> [Exercise task]: Swap "even-odd" for "nonzero" everywhere it appears in the data below, leaving everything else the same.
** Begin **
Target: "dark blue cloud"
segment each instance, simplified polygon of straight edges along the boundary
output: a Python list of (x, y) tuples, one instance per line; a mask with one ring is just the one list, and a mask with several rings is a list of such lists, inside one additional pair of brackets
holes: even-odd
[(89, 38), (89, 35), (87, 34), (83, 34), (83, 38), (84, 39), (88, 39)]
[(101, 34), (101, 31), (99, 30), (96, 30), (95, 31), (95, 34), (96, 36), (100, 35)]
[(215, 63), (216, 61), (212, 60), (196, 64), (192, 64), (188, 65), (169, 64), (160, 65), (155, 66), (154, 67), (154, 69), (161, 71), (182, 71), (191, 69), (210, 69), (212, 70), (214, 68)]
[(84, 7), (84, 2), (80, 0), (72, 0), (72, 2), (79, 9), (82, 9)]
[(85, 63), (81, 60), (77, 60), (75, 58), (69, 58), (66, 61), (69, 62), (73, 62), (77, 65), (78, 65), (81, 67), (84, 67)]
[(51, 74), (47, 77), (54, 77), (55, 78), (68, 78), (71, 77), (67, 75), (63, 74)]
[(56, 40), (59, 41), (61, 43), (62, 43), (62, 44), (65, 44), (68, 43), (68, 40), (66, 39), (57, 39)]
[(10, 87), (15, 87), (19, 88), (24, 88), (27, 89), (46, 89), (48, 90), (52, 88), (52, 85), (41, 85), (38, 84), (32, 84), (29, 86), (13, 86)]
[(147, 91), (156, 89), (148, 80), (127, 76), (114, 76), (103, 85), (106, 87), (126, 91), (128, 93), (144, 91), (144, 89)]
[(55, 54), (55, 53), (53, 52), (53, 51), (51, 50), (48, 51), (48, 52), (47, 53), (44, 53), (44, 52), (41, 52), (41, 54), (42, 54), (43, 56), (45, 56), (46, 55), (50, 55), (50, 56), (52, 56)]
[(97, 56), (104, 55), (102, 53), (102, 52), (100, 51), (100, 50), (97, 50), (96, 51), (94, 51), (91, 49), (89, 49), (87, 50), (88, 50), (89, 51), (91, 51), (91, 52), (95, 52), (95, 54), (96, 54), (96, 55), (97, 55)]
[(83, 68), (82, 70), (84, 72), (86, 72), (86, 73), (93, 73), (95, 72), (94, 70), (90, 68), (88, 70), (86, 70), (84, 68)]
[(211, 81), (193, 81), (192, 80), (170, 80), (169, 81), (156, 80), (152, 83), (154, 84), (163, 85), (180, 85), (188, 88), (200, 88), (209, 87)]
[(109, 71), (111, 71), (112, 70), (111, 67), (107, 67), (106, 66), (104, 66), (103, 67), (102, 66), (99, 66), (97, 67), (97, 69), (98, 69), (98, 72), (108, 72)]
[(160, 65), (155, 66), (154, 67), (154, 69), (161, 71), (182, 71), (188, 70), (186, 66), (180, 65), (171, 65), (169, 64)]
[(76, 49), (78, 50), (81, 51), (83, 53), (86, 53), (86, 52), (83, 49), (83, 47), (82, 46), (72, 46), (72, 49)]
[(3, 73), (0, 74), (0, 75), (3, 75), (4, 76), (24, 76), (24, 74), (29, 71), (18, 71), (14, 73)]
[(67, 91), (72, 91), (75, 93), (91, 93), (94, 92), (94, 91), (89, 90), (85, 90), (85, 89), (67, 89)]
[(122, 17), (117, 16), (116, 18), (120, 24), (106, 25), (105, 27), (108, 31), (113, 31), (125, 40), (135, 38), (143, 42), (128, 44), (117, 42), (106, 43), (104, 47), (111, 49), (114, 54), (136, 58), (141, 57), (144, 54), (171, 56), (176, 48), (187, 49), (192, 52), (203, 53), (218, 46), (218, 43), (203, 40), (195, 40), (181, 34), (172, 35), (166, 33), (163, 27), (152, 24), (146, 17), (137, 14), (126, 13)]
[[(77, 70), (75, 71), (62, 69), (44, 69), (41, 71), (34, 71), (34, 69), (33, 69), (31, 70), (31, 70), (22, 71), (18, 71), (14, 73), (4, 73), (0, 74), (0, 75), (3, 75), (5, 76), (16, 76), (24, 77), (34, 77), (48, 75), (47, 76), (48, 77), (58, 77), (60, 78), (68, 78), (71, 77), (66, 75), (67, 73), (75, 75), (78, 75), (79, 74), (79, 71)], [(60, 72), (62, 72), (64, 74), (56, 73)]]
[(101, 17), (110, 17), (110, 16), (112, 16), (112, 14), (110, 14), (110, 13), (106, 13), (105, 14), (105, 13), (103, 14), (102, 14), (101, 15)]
** End **
> [Exercise solution]:
Target: "dark blue cloud"
segment each instance, simplified polygon of straight edges along the boundary
output: a Python list of (x, y) tuples, one instance per line; a mask with one ring is just the one list, and a mask with several rings is a list of such lists, inside one additional pair of brackets
holes: nonzero
[(89, 38), (89, 35), (87, 34), (83, 34), (83, 38), (84, 39), (88, 39)]
[(101, 34), (101, 31), (99, 30), (96, 30), (95, 31), (95, 34), (96, 36), (100, 35)]
[(215, 63), (216, 61), (212, 60), (196, 64), (192, 64), (188, 65), (169, 64), (160, 65), (155, 66), (154, 67), (154, 69), (161, 71), (182, 71), (191, 69), (210, 69), (212, 70), (214, 68)]
[(84, 7), (84, 2), (80, 0), (72, 0), (72, 2), (79, 9), (82, 9)]
[(85, 63), (81, 60), (77, 60), (75, 58), (69, 58), (66, 61), (69, 62), (73, 62), (77, 65), (78, 65), (81, 67), (84, 67)]
[(51, 74), (47, 77), (54, 77), (55, 78), (68, 78), (71, 77), (67, 75), (63, 74)]
[(56, 40), (59, 41), (61, 43), (62, 43), (62, 44), (65, 44), (68, 43), (68, 40), (66, 39), (57, 39)]
[(10, 87), (15, 87), (19, 88), (24, 88), (27, 89), (46, 89), (48, 90), (52, 88), (52, 85), (41, 85), (38, 84), (32, 84), (29, 86), (13, 86)]
[(147, 91), (156, 89), (148, 80), (127, 76), (114, 76), (103, 85), (106, 87), (126, 91), (128, 93), (144, 91), (144, 89)]
[(55, 54), (55, 53), (53, 52), (53, 51), (51, 50), (48, 51), (48, 52), (47, 53), (44, 53), (44, 52), (41, 52), (41, 54), (42, 54), (43, 56), (45, 56), (46, 55), (50, 55), (50, 56), (52, 56)]
[(97, 56), (104, 55), (102, 53), (102, 52), (100, 51), (100, 50), (97, 50), (96, 51), (94, 51), (91, 49), (89, 49), (87, 50), (88, 50), (89, 51), (91, 51), (91, 52), (95, 52), (95, 54), (96, 54), (96, 55), (97, 55)]
[(83, 68), (82, 70), (84, 72), (86, 72), (86, 73), (93, 73), (95, 72), (94, 70), (90, 68), (88, 70), (86, 70), (84, 68)]
[(211, 81), (193, 81), (192, 80), (170, 80), (169, 81), (156, 80), (152, 83), (154, 84), (163, 85), (180, 85), (188, 88), (200, 88), (209, 87)]
[(109, 71), (111, 71), (112, 70), (111, 67), (107, 67), (106, 66), (104, 66), (103, 67), (102, 66), (99, 66), (97, 67), (97, 69), (98, 69), (98, 72), (108, 72)]
[(160, 65), (155, 66), (154, 67), (154, 69), (161, 71), (182, 71), (188, 70), (186, 66), (180, 65), (171, 65), (169, 64)]
[(76, 49), (78, 50), (81, 51), (83, 53), (86, 53), (86, 52), (83, 49), (83, 47), (82, 46), (72, 46), (72, 49)]
[(3, 73), (0, 74), (0, 75), (3, 75), (4, 76), (24, 76), (24, 74), (29, 71), (18, 71), (14, 73)]
[(67, 91), (72, 91), (75, 93), (91, 93), (94, 92), (94, 91), (89, 90), (85, 90), (85, 89), (67, 89)]
[(122, 17), (117, 16), (116, 18), (120, 24), (106, 25), (105, 27), (108, 31), (113, 31), (125, 40), (135, 38), (143, 42), (128, 44), (117, 42), (106, 43), (104, 47), (111, 49), (114, 54), (136, 58), (141, 57), (144, 54), (171, 56), (176, 48), (187, 49), (192, 52), (203, 53), (218, 46), (218, 43), (203, 40), (195, 40), (181, 34), (172, 35), (166, 33), (163, 27), (152, 24), (146, 17), (137, 14), (126, 13)]
[[(77, 70), (75, 71), (62, 69), (44, 69), (41, 71), (34, 71), (34, 69), (33, 69), (31, 70), (31, 70), (22, 71), (18, 71), (14, 73), (4, 73), (0, 74), (0, 75), (3, 75), (5, 76), (16, 76), (24, 77), (34, 77), (48, 75), (47, 76), (48, 77), (58, 77), (60, 78), (68, 78), (71, 77), (66, 75), (67, 73), (75, 75), (78, 75), (79, 74), (79, 71)], [(60, 72), (62, 72), (64, 74), (56, 73)]]
[(101, 17), (110, 17), (110, 16), (112, 16), (112, 14), (110, 14), (110, 13), (106, 13), (105, 14), (105, 13), (103, 14), (102, 14), (101, 15)]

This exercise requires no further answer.